* **Working data**:
———

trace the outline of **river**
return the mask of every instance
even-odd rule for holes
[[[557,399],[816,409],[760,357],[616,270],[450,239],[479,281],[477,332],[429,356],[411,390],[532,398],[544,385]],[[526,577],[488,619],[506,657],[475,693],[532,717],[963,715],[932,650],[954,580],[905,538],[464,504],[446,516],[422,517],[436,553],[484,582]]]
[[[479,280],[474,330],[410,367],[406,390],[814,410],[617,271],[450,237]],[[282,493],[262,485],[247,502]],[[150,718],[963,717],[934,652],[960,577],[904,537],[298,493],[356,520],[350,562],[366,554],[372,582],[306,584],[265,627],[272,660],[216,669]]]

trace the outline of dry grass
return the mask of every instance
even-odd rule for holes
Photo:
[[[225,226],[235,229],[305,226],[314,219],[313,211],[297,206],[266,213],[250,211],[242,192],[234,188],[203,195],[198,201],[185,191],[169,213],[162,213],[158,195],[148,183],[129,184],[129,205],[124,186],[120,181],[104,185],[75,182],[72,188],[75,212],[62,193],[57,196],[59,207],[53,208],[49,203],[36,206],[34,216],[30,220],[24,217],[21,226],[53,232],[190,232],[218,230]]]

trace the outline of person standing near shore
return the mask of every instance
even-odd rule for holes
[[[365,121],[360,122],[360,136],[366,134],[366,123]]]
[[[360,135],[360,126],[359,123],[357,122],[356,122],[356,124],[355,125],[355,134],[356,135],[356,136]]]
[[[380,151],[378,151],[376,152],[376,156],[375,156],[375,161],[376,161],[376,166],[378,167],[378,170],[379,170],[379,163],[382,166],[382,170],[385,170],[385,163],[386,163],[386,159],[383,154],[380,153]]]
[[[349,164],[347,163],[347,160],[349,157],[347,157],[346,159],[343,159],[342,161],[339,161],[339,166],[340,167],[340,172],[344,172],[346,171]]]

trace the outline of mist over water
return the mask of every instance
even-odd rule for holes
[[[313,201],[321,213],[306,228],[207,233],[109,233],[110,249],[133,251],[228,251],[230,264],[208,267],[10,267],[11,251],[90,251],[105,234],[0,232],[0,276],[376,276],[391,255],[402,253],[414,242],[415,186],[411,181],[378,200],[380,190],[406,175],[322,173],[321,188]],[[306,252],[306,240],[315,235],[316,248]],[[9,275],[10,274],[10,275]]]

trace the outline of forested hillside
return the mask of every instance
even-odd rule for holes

———

Reproduce every line of the entries above verbatim, from first to last, changing nothing.

trace the outline of **river**
return the mask of every instance
even-odd rule for holes
[[[557,399],[816,409],[760,357],[616,270],[450,239],[479,281],[477,332],[429,356],[411,390],[532,398],[544,385]],[[526,577],[488,619],[506,657],[475,693],[532,717],[963,715],[932,650],[954,580],[905,538],[464,504],[446,516],[422,517],[436,553],[484,582]]]
[[[479,280],[474,330],[410,367],[406,390],[814,410],[617,271],[450,237]],[[282,493],[262,485],[247,502]],[[150,718],[963,717],[934,652],[960,577],[904,537],[298,493],[356,520],[350,562],[366,554],[372,582],[306,584],[265,627],[272,660],[216,669]]]

trace the outline of dry grass
return the mask of every instance
even-odd rule for holes
Photo:
[[[225,226],[235,229],[305,226],[314,219],[313,211],[297,206],[266,213],[250,211],[242,192],[234,188],[203,195],[198,201],[185,191],[169,213],[162,213],[158,195],[148,183],[129,184],[129,205],[124,186],[120,181],[104,185],[75,182],[72,188],[75,212],[62,193],[57,196],[59,207],[53,208],[49,203],[36,206],[34,216],[30,220],[24,217],[21,226],[53,232],[190,232],[218,230]]]

trace the outline of person standing near shore
return the mask of every instance
even-odd rule for holes
[[[365,121],[360,122],[360,136],[366,134],[366,123]]]
[[[360,135],[360,126],[359,123],[357,122],[356,122],[356,124],[355,125],[355,134],[356,135],[356,136]]]
[[[380,151],[378,151],[376,152],[376,156],[375,156],[375,161],[376,161],[376,166],[378,167],[378,170],[379,170],[379,163],[382,166],[382,170],[385,170],[385,163],[386,163],[386,159],[383,154],[380,153]]]
[[[349,164],[347,163],[347,160],[349,157],[347,157],[346,159],[343,159],[342,161],[339,161],[339,166],[340,167],[340,172],[344,172],[346,171]]]

trace the outline of mist over water
return the mask of every instance
even-odd rule for holes
[[[313,201],[321,213],[306,228],[207,233],[109,233],[110,249],[133,251],[228,251],[230,264],[208,267],[10,267],[11,251],[90,251],[105,234],[0,232],[0,276],[376,276],[391,255],[402,253],[414,242],[415,186],[411,181],[378,200],[380,190],[406,175],[322,173],[321,188]],[[306,252],[306,240],[315,235],[316,248]],[[9,275],[10,274],[10,275]]]

trace the outline of forested hillside
return the mask of every instance
even-odd rule for holes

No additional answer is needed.